Is the Church a Building?

After describing the long evolution of the church building sanctuary, the authors describe the pulpit, which “elevates the clergy to a position of prominence… it puts the preacher at center ’stage’ – separating and replacing him high above God’s people.”


Remember Pope Leo X, who had the vision to save Christ’s church by building St. Peter’s Basilica?  If you haven’t watched the 2003 release of “Luther”, it’s a MUST SEE!!!  In this movie, Pope Leo makes the following statement to one of his underlings:  “Rome itself has become an open sewer…and this new Basilica of St. Peter is not just a building.  It’s a symbol of my intent to restore Christ’s Church.”
Unfortunately, Pope Leo planned to fund his massive building project in Rome by having indulgence preachers throughout Europe CON the commoners into buying worthless pieces of paper so they could rescue their relatives from purgatory.  In God’s sovereignty, Martin Luther turned the Christian world upside down.

————————

» **Assignment**:
Answer these from the church-building text above:
(a) According to the authors, what does the pulpit elevate the clergy to?
(b) In what year was the film "Luther" released?
(c) How did Pope Leo plan to pay for the building project in Rome?

» **Provided material**:
————————

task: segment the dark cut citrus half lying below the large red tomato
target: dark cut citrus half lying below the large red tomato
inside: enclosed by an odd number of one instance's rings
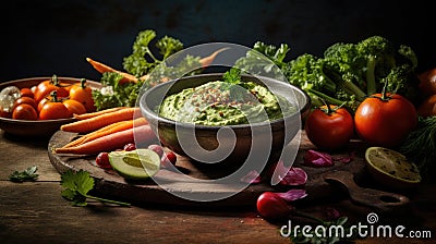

————————

» **Solution below**:
(a) A position of prominence.
(b) 2003.
(c) By having indulgence preachers throughout Europe con the commoners into buying worthless pieces of paper to rescue their relatives from purgatory.